[Exercise]
When you reach the line containing "Query: small side desk" in the records below, start copying exactly, and stop once you have copied the line containing "Query: window".

[Provided information]
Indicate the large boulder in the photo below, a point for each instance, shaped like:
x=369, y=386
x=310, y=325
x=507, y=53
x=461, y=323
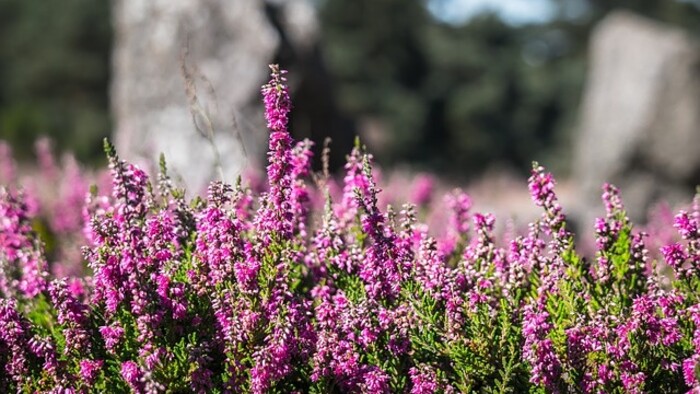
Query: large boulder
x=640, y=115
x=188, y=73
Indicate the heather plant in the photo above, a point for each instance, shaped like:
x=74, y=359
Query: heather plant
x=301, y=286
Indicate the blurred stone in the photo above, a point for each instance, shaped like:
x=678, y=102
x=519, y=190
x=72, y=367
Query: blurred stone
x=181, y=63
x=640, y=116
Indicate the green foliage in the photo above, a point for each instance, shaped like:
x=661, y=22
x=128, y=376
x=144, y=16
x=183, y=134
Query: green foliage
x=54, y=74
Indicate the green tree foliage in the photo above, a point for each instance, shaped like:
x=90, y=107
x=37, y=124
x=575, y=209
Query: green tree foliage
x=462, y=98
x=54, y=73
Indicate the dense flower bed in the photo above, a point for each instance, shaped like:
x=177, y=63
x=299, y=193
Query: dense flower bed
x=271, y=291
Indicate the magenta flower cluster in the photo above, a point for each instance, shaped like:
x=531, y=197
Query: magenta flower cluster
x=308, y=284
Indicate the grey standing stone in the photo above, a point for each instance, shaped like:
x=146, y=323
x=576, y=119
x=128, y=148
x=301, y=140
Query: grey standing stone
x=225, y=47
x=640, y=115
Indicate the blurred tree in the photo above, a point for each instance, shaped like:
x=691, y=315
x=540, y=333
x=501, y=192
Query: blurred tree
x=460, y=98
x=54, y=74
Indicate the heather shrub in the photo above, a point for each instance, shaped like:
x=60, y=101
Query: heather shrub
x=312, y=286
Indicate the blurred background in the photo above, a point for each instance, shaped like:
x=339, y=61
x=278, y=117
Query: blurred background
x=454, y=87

* * *

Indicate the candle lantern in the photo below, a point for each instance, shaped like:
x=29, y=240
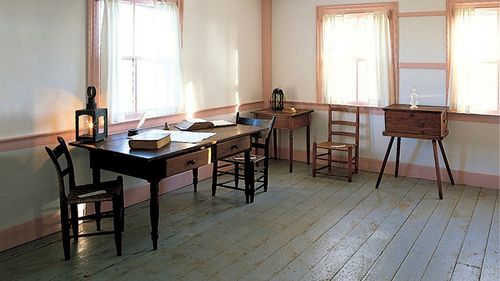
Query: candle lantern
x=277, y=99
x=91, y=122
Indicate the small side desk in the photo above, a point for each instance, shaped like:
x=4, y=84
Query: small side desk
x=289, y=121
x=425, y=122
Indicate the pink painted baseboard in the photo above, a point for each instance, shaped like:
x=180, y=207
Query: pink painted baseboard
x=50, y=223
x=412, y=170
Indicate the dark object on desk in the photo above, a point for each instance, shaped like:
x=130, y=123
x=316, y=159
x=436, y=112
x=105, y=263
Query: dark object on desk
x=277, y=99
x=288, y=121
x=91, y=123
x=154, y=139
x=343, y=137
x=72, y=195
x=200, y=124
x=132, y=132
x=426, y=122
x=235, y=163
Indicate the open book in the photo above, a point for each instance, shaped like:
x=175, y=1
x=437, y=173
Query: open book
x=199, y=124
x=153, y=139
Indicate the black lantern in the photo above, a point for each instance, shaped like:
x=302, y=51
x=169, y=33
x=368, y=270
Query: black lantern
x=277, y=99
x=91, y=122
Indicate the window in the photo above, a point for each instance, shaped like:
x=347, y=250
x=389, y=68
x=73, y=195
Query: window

==

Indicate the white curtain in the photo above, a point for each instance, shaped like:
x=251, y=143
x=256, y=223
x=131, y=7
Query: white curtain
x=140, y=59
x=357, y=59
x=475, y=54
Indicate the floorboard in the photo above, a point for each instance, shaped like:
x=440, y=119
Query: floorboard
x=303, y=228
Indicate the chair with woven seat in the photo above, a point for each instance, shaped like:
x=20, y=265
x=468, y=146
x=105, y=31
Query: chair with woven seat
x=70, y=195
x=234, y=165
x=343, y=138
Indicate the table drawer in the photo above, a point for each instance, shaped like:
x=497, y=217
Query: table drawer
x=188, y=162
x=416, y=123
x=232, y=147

[Exercise output]
Query: small side desk
x=289, y=121
x=425, y=122
Indicate the pink painted baseboard in the photo above, a point for each instance, shaped like:
x=180, y=207
Query: pink painted baseboard
x=50, y=223
x=412, y=170
Indicate the dark object on desk in the photo above, a point for each instance, shaped like:
x=130, y=123
x=316, y=159
x=436, y=112
x=105, y=263
Query: dark object on desk
x=277, y=99
x=288, y=121
x=91, y=123
x=154, y=139
x=343, y=137
x=72, y=195
x=200, y=124
x=132, y=132
x=426, y=122
x=235, y=163
Indicate the open book in the photo above, a point for each instance, shaped like:
x=175, y=1
x=437, y=173
Query: open book
x=199, y=124
x=153, y=139
Indicate the black lantern in the photo above, a point for each instance, shaped like:
x=302, y=51
x=169, y=33
x=368, y=270
Query: black lantern
x=277, y=99
x=91, y=122
Indicate the window in the photo above, a point for each instance, shaped like:
x=347, y=250
x=389, y=68
x=73, y=195
Query: window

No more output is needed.